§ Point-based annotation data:
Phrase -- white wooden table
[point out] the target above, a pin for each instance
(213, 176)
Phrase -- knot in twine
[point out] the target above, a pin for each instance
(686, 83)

§ REQUEST: Convert every line of the material above into a JSON list of strings, one string per line, omitting blank lines.

§ ANSWER FOR THIS EXERCISE:
[
  "Phrase -- white wooden table",
  "[point out] the target above, a pin for each instance",
  "(213, 176)",
  "Phrase -- knot in twine",
  "[point out] the target above, a pin for each instance",
  "(686, 83)"
]